====== Task material ======
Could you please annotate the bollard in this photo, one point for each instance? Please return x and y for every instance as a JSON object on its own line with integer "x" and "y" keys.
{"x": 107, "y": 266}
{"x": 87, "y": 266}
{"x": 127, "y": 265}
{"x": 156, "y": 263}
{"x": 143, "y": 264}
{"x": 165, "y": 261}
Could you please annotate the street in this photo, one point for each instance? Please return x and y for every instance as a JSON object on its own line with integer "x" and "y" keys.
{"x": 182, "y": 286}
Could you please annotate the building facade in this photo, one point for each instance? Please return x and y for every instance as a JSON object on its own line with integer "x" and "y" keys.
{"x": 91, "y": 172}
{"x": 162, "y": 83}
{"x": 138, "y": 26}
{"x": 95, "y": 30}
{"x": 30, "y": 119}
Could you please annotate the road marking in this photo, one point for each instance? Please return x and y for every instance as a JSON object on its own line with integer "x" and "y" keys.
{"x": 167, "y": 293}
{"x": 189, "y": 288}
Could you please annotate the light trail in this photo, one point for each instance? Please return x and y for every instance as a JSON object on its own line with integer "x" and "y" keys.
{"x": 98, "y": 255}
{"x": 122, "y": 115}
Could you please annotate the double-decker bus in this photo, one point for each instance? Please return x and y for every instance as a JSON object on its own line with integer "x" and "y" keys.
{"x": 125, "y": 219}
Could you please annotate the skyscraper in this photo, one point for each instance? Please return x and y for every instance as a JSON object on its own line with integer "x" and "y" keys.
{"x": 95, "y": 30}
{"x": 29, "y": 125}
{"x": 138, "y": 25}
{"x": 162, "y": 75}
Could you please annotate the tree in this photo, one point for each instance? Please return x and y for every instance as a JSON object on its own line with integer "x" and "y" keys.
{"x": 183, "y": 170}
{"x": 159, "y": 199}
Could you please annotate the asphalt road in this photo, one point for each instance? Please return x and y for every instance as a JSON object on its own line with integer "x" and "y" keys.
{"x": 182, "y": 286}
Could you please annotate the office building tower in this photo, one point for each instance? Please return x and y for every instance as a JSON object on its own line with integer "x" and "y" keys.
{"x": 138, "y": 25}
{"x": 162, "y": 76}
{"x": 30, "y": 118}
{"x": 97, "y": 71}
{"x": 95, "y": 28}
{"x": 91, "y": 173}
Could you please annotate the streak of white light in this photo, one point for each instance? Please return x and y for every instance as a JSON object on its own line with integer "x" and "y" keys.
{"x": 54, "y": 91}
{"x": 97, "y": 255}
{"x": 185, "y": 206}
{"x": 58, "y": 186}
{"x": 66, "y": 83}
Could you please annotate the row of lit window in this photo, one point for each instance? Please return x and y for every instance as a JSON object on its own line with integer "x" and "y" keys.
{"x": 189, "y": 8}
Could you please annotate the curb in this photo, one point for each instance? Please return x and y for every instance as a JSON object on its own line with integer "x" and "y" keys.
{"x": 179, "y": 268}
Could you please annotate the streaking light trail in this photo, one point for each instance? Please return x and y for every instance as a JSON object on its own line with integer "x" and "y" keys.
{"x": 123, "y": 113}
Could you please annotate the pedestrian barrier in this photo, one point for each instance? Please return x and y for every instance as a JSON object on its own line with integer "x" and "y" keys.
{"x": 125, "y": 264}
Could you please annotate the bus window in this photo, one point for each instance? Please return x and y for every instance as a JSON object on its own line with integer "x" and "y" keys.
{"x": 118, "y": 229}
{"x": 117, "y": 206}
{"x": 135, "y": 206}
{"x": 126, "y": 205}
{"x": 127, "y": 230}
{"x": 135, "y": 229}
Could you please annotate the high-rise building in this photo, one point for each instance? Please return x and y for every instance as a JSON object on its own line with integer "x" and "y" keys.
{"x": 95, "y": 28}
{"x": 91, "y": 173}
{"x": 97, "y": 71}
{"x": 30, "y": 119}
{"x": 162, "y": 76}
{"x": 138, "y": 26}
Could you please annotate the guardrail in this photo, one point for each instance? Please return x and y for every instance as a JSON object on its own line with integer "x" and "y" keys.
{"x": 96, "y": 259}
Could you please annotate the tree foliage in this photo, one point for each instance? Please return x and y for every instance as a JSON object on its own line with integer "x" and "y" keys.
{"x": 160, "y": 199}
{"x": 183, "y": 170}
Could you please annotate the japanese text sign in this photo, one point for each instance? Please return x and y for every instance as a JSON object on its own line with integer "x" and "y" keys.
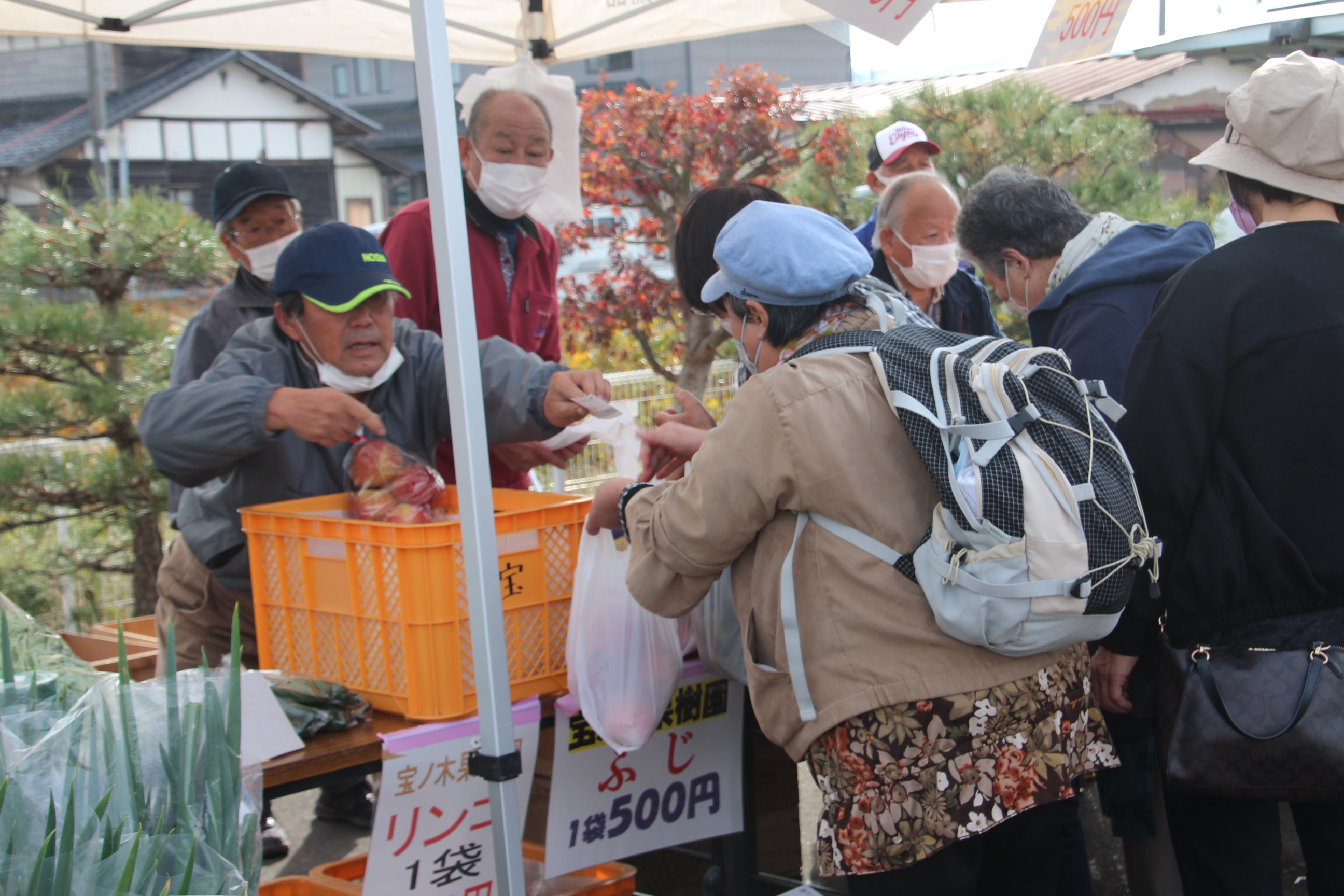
{"x": 432, "y": 828}
{"x": 1079, "y": 30}
{"x": 683, "y": 785}
{"x": 888, "y": 19}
======
No pictures belong in the copy: reproduce exactly the lines above from the one that contains "Could you please annotate the japanese" through the last line of the entries.

Could you please annotate the japanese text sign in this photo, one point for each instance? Please return x and y for every instance as a JSON object on its own line with integer "x" and "y" keys.
{"x": 432, "y": 828}
{"x": 1079, "y": 30}
{"x": 683, "y": 785}
{"x": 888, "y": 19}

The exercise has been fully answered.